▶ _Exercise description_
Gather every line of the data below that contains the string "surface" and copy each one out in full. Case counts, so skip any line where the letters match but the capitals differ.

▶ _Rows_
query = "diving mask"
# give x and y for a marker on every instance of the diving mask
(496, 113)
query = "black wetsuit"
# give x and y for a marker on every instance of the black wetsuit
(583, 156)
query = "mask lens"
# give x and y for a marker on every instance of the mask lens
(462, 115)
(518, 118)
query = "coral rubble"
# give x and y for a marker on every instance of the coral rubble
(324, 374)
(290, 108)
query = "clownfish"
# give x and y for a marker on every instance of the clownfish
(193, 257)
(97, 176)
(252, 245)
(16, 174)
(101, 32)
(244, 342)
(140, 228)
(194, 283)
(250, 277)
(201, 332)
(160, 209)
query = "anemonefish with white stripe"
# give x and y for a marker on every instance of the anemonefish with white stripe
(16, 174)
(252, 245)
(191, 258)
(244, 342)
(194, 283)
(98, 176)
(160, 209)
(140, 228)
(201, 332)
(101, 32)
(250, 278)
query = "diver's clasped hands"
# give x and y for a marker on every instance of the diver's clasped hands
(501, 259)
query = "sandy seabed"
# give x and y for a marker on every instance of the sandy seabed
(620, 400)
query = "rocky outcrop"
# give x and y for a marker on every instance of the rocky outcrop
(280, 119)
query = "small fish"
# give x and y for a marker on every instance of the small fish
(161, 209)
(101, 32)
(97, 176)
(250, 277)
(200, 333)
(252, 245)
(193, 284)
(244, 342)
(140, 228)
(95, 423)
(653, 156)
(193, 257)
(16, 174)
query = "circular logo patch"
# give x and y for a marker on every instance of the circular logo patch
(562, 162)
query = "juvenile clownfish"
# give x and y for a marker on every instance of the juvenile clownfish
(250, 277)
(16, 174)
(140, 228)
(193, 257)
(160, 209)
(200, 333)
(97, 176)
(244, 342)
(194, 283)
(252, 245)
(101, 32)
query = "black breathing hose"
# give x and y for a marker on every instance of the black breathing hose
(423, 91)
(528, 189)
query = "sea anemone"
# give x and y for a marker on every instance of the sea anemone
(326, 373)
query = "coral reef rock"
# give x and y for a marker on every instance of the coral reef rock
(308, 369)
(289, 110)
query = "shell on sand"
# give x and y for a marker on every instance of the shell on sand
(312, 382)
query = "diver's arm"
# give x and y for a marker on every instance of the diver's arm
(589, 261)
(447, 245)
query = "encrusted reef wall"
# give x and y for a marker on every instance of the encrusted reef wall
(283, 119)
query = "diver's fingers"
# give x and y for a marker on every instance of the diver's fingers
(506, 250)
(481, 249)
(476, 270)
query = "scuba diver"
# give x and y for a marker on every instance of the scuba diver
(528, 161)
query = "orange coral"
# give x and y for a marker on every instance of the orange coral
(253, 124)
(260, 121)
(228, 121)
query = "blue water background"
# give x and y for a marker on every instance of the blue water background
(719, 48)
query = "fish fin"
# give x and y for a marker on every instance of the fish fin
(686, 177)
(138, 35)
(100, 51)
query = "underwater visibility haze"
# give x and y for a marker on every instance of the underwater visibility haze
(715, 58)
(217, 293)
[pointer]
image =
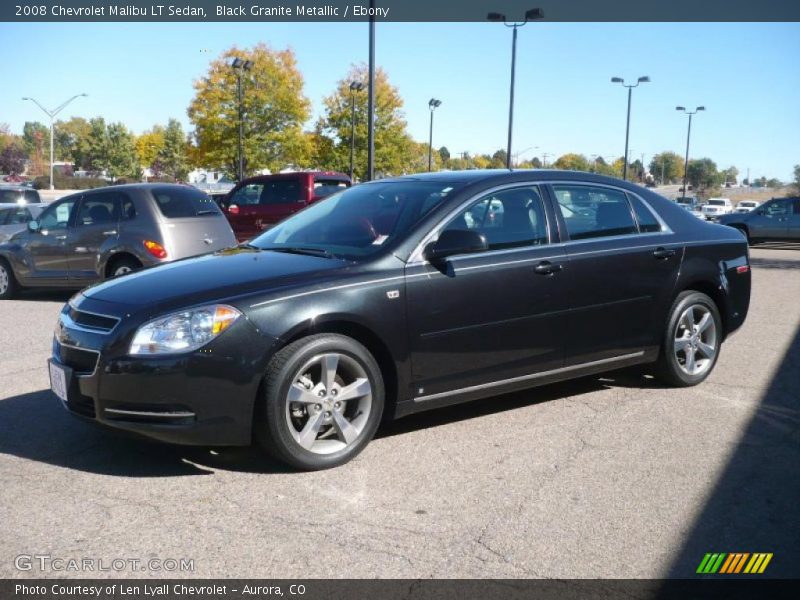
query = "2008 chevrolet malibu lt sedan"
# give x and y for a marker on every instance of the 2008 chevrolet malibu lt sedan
(399, 296)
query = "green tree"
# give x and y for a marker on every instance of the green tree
(121, 160)
(274, 110)
(172, 157)
(12, 158)
(730, 175)
(667, 167)
(702, 173)
(69, 136)
(148, 146)
(394, 149)
(572, 162)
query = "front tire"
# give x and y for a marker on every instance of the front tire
(322, 402)
(8, 283)
(692, 340)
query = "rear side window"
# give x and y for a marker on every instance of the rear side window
(646, 219)
(592, 212)
(325, 187)
(180, 202)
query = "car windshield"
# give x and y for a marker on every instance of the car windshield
(356, 222)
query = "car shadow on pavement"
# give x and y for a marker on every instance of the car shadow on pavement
(754, 506)
(35, 427)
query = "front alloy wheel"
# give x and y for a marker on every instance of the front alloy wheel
(323, 400)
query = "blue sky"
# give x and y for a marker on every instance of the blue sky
(746, 74)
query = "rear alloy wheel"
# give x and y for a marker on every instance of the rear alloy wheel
(692, 341)
(323, 402)
(124, 266)
(8, 284)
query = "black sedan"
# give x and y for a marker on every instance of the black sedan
(399, 296)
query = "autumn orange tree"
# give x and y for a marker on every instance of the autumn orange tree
(274, 110)
(395, 151)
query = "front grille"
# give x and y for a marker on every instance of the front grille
(92, 321)
(80, 361)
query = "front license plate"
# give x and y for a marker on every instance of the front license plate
(58, 381)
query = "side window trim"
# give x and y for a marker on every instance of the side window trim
(562, 226)
(416, 257)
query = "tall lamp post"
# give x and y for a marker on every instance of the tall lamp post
(355, 86)
(688, 134)
(530, 15)
(52, 114)
(240, 65)
(433, 104)
(644, 79)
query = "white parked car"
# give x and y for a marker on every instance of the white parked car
(746, 206)
(716, 207)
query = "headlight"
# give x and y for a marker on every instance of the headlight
(183, 331)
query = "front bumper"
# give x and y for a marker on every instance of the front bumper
(201, 398)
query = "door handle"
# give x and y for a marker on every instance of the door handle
(664, 252)
(547, 268)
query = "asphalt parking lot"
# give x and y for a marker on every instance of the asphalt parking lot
(610, 476)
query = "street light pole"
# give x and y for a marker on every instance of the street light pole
(643, 79)
(355, 86)
(433, 104)
(688, 136)
(240, 65)
(533, 13)
(52, 114)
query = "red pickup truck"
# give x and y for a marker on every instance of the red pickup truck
(258, 203)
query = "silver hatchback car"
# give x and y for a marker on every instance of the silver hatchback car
(106, 232)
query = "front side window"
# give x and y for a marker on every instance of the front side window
(648, 223)
(98, 209)
(56, 216)
(248, 194)
(592, 212)
(508, 219)
(778, 208)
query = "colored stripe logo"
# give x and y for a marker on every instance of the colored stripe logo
(734, 563)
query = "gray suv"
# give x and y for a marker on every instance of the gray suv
(93, 235)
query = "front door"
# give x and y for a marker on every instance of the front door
(46, 248)
(621, 259)
(491, 316)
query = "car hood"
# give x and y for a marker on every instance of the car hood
(212, 277)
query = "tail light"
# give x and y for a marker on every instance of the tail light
(155, 249)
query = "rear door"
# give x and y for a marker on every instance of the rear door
(96, 225)
(191, 223)
(623, 263)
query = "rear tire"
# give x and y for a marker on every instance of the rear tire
(8, 283)
(692, 340)
(322, 402)
(122, 266)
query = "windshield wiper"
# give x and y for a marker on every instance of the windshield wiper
(300, 250)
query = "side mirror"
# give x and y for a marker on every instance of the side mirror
(456, 241)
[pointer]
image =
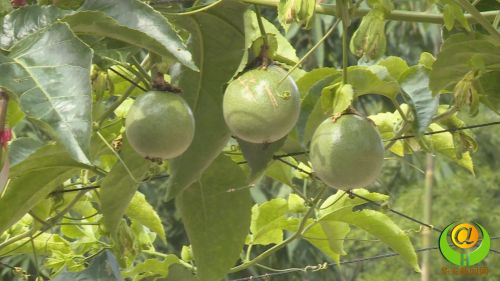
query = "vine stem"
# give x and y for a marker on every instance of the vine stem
(261, 26)
(398, 15)
(300, 231)
(466, 5)
(320, 41)
(162, 255)
(146, 65)
(49, 224)
(345, 43)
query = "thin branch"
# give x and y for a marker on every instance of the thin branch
(398, 15)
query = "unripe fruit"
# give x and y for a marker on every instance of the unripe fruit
(258, 108)
(347, 153)
(160, 125)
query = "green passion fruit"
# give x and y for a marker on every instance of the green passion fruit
(160, 125)
(347, 152)
(258, 108)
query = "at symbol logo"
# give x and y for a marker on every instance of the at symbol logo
(464, 236)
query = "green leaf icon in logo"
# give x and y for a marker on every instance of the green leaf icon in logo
(464, 259)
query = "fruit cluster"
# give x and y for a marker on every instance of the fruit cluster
(261, 106)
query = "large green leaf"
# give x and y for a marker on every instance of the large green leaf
(327, 236)
(267, 222)
(372, 80)
(284, 51)
(44, 244)
(22, 148)
(443, 144)
(104, 267)
(415, 84)
(49, 73)
(152, 268)
(129, 21)
(487, 86)
(33, 179)
(216, 215)
(310, 86)
(118, 187)
(460, 54)
(25, 21)
(134, 22)
(382, 227)
(395, 65)
(140, 210)
(218, 58)
(258, 155)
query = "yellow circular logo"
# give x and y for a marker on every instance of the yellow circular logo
(464, 235)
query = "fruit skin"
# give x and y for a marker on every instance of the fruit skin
(160, 125)
(258, 109)
(347, 153)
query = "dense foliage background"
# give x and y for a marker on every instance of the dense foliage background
(71, 207)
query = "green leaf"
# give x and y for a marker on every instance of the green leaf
(218, 58)
(456, 59)
(296, 204)
(180, 273)
(5, 7)
(33, 179)
(382, 227)
(103, 268)
(259, 155)
(310, 86)
(49, 74)
(415, 84)
(267, 222)
(443, 144)
(341, 201)
(388, 123)
(22, 148)
(131, 21)
(342, 98)
(335, 232)
(372, 80)
(140, 210)
(284, 51)
(487, 86)
(325, 236)
(216, 216)
(426, 60)
(25, 21)
(118, 187)
(152, 268)
(395, 65)
(281, 172)
(45, 244)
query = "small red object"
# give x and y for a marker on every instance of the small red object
(5, 136)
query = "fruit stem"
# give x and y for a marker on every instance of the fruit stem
(4, 101)
(264, 50)
(158, 78)
(344, 13)
(146, 65)
(397, 15)
(406, 126)
(320, 41)
(300, 231)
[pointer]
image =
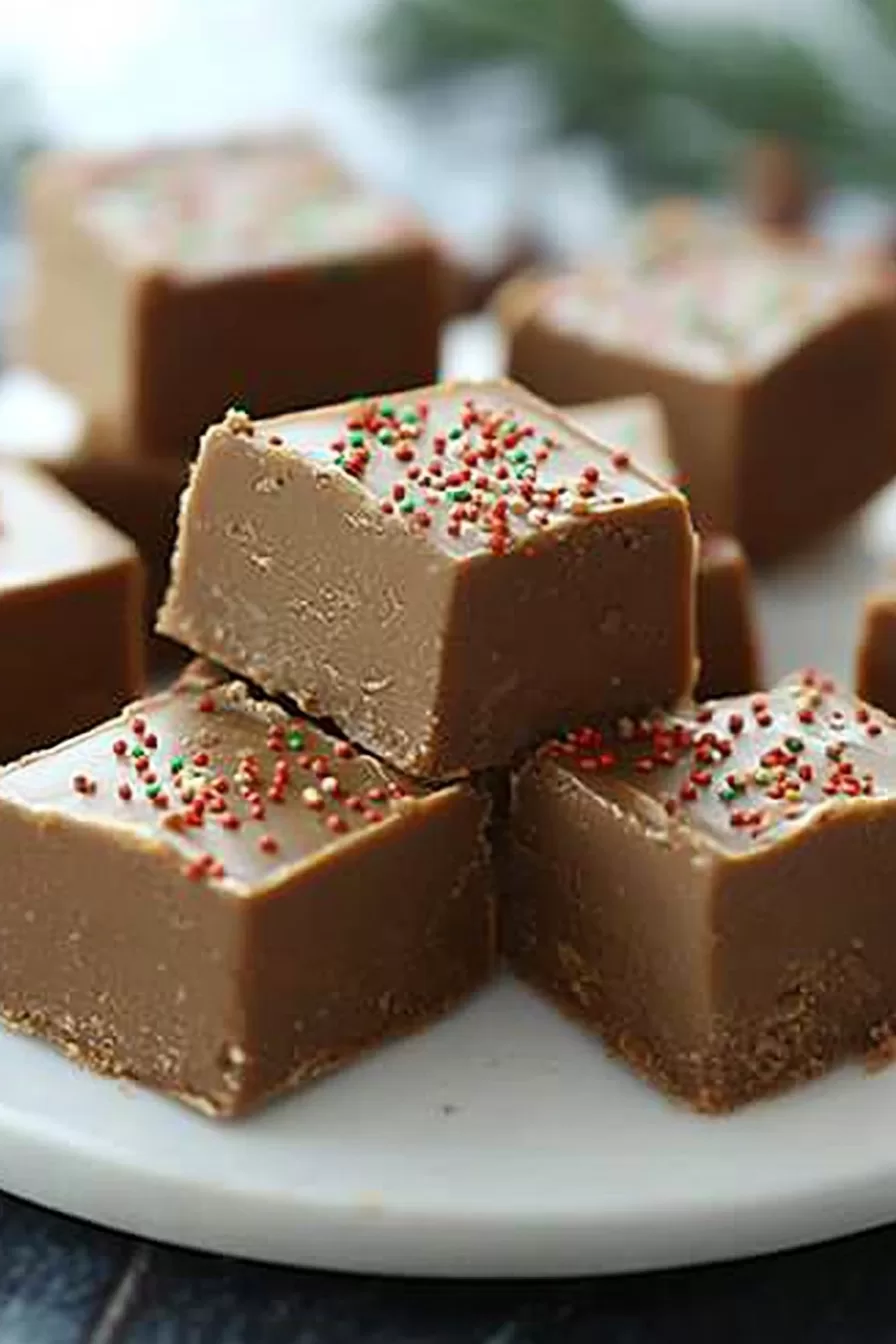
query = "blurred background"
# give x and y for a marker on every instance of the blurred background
(517, 125)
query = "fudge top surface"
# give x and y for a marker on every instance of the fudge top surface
(744, 773)
(472, 467)
(716, 301)
(633, 424)
(47, 535)
(238, 792)
(235, 206)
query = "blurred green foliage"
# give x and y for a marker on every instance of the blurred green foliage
(670, 101)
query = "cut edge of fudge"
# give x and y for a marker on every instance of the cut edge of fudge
(71, 590)
(876, 652)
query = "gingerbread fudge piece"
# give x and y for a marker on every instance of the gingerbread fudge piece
(449, 574)
(773, 359)
(876, 667)
(70, 614)
(222, 902)
(712, 891)
(727, 640)
(140, 497)
(171, 284)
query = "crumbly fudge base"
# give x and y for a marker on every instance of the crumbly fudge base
(93, 1046)
(830, 1014)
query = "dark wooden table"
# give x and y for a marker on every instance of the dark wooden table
(69, 1282)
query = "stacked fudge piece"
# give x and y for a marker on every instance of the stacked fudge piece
(727, 641)
(169, 282)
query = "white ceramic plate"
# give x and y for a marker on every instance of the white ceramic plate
(501, 1143)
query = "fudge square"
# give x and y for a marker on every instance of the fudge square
(727, 641)
(773, 359)
(139, 496)
(450, 574)
(876, 667)
(219, 901)
(712, 891)
(169, 284)
(70, 614)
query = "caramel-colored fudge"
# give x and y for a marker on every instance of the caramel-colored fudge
(70, 612)
(876, 669)
(140, 497)
(726, 626)
(171, 284)
(222, 902)
(449, 574)
(773, 360)
(712, 891)
(727, 640)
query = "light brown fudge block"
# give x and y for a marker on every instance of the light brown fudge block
(140, 497)
(222, 902)
(773, 359)
(876, 661)
(449, 573)
(727, 637)
(70, 614)
(712, 891)
(171, 284)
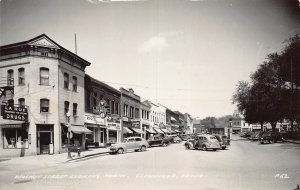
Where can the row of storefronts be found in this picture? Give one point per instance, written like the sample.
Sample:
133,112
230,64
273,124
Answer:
64,107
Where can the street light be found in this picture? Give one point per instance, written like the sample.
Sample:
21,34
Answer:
68,114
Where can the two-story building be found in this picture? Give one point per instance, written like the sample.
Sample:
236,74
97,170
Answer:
107,128
47,80
131,121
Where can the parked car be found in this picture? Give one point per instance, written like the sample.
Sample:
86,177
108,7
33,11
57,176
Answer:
256,136
158,141
173,138
184,137
223,140
271,137
129,144
203,142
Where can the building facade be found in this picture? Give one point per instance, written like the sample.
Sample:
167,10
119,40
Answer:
106,129
131,121
48,81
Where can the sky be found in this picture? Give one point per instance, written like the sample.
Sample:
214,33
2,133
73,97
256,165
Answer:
185,54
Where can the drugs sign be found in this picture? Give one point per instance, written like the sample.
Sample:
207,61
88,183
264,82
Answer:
14,113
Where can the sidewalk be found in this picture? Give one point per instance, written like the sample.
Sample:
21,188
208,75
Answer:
47,160
292,141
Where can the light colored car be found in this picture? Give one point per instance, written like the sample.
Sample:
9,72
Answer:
203,142
129,144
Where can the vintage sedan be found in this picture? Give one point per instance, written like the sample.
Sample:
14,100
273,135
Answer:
203,142
157,140
129,144
223,140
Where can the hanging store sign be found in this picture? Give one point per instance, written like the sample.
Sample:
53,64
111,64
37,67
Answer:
14,113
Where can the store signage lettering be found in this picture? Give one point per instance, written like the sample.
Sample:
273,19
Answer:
14,113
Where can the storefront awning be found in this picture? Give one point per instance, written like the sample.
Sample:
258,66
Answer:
11,124
139,131
165,130
171,131
78,129
158,130
126,130
151,131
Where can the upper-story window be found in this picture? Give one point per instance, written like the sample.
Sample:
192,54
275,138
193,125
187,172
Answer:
44,105
125,109
67,104
21,102
137,113
44,76
10,77
75,109
11,102
66,80
21,76
74,83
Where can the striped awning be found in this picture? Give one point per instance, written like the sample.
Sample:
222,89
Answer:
151,131
158,130
138,131
126,130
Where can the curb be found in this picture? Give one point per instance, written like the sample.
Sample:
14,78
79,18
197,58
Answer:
86,156
291,141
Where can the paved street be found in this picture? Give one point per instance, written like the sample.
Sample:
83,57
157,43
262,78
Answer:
246,165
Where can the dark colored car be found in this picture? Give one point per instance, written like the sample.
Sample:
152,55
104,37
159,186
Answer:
203,142
184,137
223,140
158,141
271,137
256,135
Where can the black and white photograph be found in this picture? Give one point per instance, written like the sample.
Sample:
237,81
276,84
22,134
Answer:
150,94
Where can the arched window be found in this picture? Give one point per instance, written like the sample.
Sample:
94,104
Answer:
21,76
10,77
44,76
66,80
44,105
74,84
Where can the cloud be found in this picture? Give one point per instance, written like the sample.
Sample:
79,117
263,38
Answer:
159,42
155,43
108,1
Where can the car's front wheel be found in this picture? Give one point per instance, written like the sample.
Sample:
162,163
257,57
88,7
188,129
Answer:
120,151
143,148
187,146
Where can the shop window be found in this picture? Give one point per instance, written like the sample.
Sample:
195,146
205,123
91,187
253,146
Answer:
95,99
66,104
21,102
74,109
74,84
15,138
66,80
44,76
10,77
137,113
11,102
21,76
112,107
44,104
117,108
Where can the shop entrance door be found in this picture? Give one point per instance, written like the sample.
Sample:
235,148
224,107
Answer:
45,141
102,138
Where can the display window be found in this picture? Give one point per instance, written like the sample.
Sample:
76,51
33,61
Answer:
15,138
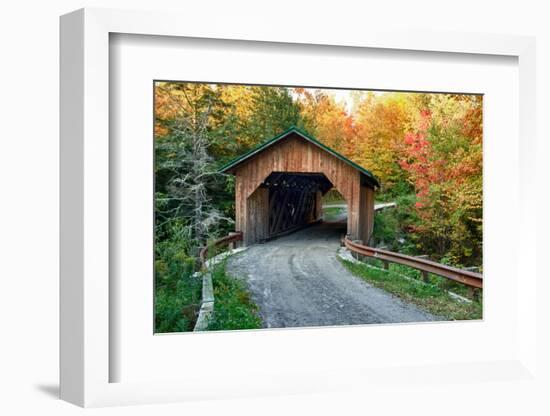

▶ _Answer in full_
query = "fudge top surface"
# give x and y for a marker on every instance of the fudge top surface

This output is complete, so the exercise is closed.